» **PEDIDO ESCRITO 1**: Copie do texto exibido o trecho de "Uma das faixas" até "várias culturas regionais.".
» **PEDIDO ESCRITO 2**: Quais cantoras o texto exibido cita pelo nome como exemplos das "muitas e memoráveis cantoras"?

Uma das faixas do LP, “Além do Cansaço”, me lembra uma aquarela que flagrasse a alma de rapazes e moças a zanzar, vivos como nunca, nas ruas, nos ônibus, nos colégios, nos trampos, entre transas e paixões (sonhos reais), em meio às incertezas, brutalidades e parvoíces que poluíam o ar e o meio ambiente.
O álbum “Raimundo Fagner” canalizava a potência sob alta pressão que tinha válvulas de escape na arte dos artistas populares — nossas “antenas da raça”.
Era o auge da era do vinil, e bem o seu fim.
Cada artista, nossos ídolos, atuando em seu nicho e mescla de “MPB”, samba, rock, poesia, literatura, a própria tradição centenária da canção e do carnaval, tudo temperado pelas várias culturas regionais.
Belchior e Fagner tinham como cúmplices Luiz Melodia (1951-2017), Ednardo, Alceu Valença, Zé Ramalho, Sérgio Sampaio (1947-1994), João Bosco e Aldir Blanc (1946-2020), Paulinho da Viola, Gonzaguinha (1945-1991), Edu Lobo, Ivan Lins e Vitor Martins, baianos cacicados por Caetano e Gil, todo o Clube da Esquina capitaneado por Milton, muitas e memoráveis cantoras, qual Elis (1945-1982) e Beth Carvalho (1946-2019), e mais um bando de gente genial a criar coisas lindas e singelas.

» **LISTA DE LINHAS**:
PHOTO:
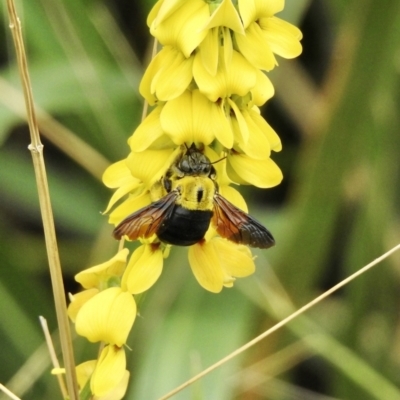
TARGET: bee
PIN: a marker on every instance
(190, 203)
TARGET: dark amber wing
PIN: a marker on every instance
(146, 221)
(234, 224)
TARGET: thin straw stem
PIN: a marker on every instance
(36, 148)
(10, 394)
(281, 323)
(53, 355)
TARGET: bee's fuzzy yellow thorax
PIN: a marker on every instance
(196, 193)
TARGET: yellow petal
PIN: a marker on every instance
(154, 12)
(187, 119)
(250, 45)
(118, 174)
(168, 75)
(261, 173)
(128, 207)
(84, 371)
(234, 197)
(263, 90)
(283, 38)
(221, 127)
(253, 10)
(147, 132)
(175, 77)
(107, 317)
(144, 268)
(239, 125)
(119, 391)
(98, 276)
(258, 145)
(225, 15)
(109, 371)
(236, 259)
(183, 28)
(121, 192)
(149, 165)
(208, 51)
(206, 267)
(78, 300)
(237, 78)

» **RESPOSTA 1**:
Uma das faixas do LP, “Além do Cansaço”, me lembra uma aquarela que flagrasse a alma de rapazes e moças a zanzar, vivos como nunca, nas ruas, nos ônibus, nos colégios, nos trampos, entre transas e paixões (sonhos reais), em meio às incertezas, brutalidades e parvoíces que poluíam o ar e o meio ambiente.
O álbum “Raimundo Fagner” canalizava a potência sob alta pressão que tinha válvulas de escape na arte dos artistas populares — nossas “antenas da raça”.
Era o auge da era do vinil, e bem o seu fim.
Cada artista, nossos ídolos, atuando em seu nicho e mescla de “MPB”, samba, rock, poesia, literatura, a própria tradição centenária da canção e do carnaval, tudo temperado pelas várias culturas regionais.

» **RESPOSTA 2**: Elis e Beth Carvalho.